_Written problem 1_
Give the records from the line containing "the vaulted ceiling." through the end of the records, inclusive, as a Markdown table with the columns Row and Line. Leave out any blank lines.

* * * *

SPEECH PROCESSING Flashcards
What are the three parts of Speech Processing
Speech Coding
Speech Synthesis
Speech Recognition
What is speech coding
compressing speech to mp3 format
What is speech synthesis
Construct speech waveform from words
can be speaker quality or accent
What is speech recognition
field of developing methodologies and technologies to translate spoken language into text by computers
(used in voice assistants)
What are the 5 components of speech recognition
1)Audio input
2)Feature extraction
3)Language modelling
4)Pattern matching
5)Output generation
What is audio input
This is the human speech that the user provides as input to the device
What is feature extraction
analyses the audio signal to extract relevant features that can be used for further processing. Features include:
pitch, intensity, and spectral properties of the
signal
What is Pattern matching
extracted features are compared to a database of speech patterns to identify the words spoken by the user
This database, “acoustic model” is created from ML on large amount of speech data
What is Language modelling
system uses a probabilistic model to predict which words are likely to occur next in the user’s speech
based on the context and grammar of the language
What is the Output generation
system converts them into text or actions based on the user’s intention, which can then be used for various applications
What are the 3 speech recognition techniques
Acoustic phonetic approach
Hidden Markov Model (HMM) based approaches
Deep learning approaches
Speech recognition techniques: HMM model
model speech as a sequence of states, where each state corresponds to a specific segment of speech
What are some speech-related applications
Speech processing (book flight over the phone)

* * * *

_Written problem 2_
List the components of speech recognition that the speech processing flashcards name.

_Labeled-object pointing entries_

* * * *

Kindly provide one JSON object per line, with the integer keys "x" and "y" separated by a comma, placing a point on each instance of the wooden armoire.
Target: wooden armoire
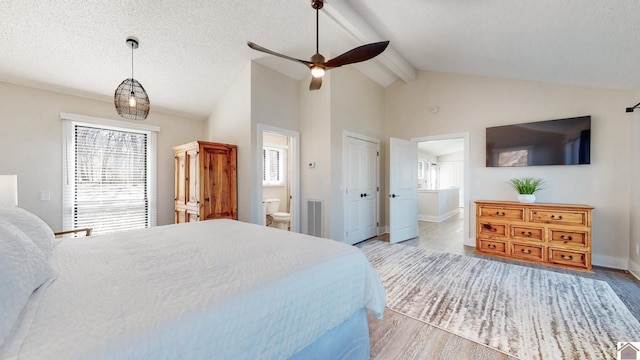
{"x": 205, "y": 181}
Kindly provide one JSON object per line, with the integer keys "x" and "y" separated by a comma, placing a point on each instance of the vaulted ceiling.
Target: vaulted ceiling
{"x": 191, "y": 51}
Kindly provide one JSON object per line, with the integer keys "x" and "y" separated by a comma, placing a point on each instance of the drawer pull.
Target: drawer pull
{"x": 489, "y": 227}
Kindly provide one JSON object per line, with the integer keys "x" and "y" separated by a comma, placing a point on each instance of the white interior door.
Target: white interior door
{"x": 403, "y": 186}
{"x": 361, "y": 189}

* * * *

_Correct result 1_
| Row | Line |
|---|---|
| 1 | Kindly provide one JSON object per line, with the integer keys "x" and "y" separated by a comma, placing a point on each instance of the vaulted ceiling. |
| 2 | Target: vaulted ceiling |
| 3 | {"x": 191, "y": 51} |
| 4 | Kindly provide one JSON object per line, with the integer keys "x" and "y" separated by a comma, placing a point on each instance of the drawer pull. |
| 5 | Target: drawer pull |
| 6 | {"x": 489, "y": 227} |
| 7 | Kindly provide one JSON object per line, with the integer keys "x" and "y" separated by a comma, placing a point on each instance of the white interior door. |
| 8 | Target: white interior door |
| 9 | {"x": 403, "y": 186} |
| 10 | {"x": 361, "y": 189} |

_Correct result 2_
Audio input
Feature extraction
Language modelling
Pattern matching
Output generation